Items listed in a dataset
- - -
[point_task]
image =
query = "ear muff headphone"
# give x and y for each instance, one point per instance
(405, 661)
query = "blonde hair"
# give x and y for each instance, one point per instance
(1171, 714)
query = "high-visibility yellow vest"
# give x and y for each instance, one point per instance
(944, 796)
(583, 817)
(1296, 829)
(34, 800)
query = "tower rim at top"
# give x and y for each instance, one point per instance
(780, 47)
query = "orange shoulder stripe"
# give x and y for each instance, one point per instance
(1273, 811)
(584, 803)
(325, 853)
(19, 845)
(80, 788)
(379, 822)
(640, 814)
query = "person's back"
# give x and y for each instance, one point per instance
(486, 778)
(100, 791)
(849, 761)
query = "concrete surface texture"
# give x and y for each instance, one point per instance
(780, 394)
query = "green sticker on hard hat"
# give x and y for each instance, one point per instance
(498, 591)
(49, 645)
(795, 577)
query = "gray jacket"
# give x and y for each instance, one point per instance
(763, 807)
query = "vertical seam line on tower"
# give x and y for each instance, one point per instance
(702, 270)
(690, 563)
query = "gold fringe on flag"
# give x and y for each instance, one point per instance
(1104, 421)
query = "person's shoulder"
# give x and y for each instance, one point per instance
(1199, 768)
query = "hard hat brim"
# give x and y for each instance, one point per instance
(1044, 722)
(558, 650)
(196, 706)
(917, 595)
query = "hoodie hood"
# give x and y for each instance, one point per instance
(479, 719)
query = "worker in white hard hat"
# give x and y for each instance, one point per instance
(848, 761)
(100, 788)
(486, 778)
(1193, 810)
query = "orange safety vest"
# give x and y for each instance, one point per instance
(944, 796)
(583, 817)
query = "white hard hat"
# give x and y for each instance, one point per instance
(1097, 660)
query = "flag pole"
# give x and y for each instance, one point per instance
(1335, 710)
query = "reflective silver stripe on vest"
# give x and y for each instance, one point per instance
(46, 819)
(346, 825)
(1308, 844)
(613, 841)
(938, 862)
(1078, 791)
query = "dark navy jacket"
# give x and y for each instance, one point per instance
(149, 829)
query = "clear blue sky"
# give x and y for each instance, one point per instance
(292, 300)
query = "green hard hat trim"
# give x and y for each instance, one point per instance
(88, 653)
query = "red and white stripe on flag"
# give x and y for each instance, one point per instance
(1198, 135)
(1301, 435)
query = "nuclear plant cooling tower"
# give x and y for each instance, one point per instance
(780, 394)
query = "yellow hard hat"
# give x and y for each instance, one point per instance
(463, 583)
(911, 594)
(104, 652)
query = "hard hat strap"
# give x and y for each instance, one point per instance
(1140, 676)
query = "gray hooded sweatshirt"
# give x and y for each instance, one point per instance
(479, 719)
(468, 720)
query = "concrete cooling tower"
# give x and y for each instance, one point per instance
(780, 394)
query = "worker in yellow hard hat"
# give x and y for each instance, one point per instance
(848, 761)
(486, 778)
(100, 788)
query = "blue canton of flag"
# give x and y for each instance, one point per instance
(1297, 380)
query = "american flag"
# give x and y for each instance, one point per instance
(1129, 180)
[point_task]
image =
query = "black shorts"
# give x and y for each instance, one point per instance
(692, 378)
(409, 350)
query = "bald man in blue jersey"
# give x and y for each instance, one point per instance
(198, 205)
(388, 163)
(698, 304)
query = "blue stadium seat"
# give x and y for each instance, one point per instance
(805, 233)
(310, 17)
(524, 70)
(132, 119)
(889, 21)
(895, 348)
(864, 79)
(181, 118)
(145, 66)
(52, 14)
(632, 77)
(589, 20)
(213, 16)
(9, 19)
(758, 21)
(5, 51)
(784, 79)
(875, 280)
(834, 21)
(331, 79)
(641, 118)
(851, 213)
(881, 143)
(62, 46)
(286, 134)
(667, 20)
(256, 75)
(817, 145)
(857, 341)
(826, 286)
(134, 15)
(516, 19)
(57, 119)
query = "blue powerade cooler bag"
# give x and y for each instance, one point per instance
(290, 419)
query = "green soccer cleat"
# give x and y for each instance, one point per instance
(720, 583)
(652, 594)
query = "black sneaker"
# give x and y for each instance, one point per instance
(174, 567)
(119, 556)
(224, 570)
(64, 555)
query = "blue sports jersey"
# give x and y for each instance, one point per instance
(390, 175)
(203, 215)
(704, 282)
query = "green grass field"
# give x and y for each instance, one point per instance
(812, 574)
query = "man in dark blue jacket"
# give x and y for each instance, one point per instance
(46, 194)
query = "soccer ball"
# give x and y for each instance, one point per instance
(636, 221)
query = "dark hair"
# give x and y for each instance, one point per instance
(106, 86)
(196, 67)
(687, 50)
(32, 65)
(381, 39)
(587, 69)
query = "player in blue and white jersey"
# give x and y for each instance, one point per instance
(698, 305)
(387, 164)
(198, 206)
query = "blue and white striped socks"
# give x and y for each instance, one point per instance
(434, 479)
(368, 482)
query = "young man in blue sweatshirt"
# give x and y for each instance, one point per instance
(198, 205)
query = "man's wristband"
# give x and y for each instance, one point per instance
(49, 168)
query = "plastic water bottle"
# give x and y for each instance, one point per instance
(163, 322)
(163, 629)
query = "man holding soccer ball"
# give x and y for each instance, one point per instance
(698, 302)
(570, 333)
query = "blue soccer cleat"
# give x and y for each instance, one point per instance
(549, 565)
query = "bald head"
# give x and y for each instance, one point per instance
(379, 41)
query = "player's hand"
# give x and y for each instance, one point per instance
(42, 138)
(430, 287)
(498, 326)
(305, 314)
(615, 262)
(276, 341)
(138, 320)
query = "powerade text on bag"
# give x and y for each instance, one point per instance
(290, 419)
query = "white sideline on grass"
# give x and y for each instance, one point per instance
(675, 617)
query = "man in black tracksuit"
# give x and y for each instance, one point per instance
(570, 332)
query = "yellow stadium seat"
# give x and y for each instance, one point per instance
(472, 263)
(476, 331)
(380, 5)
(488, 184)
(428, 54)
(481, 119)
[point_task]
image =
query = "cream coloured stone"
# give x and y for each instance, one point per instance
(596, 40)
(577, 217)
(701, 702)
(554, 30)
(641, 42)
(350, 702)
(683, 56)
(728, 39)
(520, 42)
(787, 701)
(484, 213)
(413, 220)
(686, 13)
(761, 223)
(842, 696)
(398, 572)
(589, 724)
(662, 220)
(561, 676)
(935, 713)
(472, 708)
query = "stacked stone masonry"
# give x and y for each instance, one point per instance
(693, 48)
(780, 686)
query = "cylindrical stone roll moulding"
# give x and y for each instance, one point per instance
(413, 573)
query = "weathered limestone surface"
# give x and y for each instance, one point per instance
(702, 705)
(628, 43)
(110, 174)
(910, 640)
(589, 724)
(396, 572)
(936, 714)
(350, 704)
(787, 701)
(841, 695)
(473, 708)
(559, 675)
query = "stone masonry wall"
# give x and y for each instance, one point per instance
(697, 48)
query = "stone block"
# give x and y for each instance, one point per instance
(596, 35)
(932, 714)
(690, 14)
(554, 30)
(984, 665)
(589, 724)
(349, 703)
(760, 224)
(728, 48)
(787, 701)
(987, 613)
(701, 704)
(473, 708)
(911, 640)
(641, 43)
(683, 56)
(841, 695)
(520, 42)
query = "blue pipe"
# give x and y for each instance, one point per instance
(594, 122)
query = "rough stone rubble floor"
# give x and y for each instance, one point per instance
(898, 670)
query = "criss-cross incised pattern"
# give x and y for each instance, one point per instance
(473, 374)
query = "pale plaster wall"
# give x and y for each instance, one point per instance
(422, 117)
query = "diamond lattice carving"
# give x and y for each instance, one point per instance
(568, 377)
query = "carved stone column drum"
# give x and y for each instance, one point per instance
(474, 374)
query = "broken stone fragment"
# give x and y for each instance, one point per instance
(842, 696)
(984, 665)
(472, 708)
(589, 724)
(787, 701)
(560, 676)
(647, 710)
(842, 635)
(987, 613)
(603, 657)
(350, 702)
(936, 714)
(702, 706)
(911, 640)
- - -
(WHAT IS BEING ASKED):
How many lines in the records above contain the string "cooling"? Reply with the number only.

(ANSWER):
2